• Given problem:
From the two blocks of listing below, copy each line that contains the string "blurred".

• Records for this exercise:
** START **

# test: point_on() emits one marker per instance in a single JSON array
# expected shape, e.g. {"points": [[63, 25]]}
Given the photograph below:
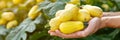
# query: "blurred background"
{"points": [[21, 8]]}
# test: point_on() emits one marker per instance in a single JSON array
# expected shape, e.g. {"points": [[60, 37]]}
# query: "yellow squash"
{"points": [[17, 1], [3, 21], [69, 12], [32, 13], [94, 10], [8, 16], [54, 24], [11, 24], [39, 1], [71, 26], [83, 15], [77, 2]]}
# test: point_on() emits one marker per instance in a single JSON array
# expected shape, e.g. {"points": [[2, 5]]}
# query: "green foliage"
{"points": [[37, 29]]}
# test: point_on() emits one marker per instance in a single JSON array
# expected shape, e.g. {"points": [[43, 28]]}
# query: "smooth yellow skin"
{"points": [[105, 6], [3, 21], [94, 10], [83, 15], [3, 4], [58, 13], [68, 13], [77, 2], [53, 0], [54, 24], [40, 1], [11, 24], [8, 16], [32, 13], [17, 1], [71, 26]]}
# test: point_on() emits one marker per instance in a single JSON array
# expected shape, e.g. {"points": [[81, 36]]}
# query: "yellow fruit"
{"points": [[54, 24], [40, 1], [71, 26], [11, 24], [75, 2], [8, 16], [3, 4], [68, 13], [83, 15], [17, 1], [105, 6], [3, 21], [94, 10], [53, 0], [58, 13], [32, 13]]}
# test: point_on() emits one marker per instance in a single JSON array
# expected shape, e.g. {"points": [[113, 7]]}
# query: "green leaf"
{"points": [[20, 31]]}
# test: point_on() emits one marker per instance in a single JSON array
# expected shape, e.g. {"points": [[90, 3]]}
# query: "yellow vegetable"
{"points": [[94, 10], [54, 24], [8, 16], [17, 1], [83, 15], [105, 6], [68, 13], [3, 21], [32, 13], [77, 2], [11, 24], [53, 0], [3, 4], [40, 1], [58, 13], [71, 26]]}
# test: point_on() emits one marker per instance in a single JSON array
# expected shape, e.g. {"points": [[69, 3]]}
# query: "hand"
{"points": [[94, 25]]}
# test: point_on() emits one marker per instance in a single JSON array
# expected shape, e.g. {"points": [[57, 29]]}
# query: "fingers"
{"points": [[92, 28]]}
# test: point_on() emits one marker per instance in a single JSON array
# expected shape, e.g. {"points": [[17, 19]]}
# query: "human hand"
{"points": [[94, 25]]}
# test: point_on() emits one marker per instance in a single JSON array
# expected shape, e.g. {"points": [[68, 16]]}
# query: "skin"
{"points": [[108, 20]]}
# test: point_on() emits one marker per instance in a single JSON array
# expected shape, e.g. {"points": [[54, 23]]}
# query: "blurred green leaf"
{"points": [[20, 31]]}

** END **
** START **

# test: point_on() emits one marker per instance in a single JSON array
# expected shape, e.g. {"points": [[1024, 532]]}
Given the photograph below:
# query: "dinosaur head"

** END **

• Completed task:
# query: "blurred background"
# query: "blurred green leaf"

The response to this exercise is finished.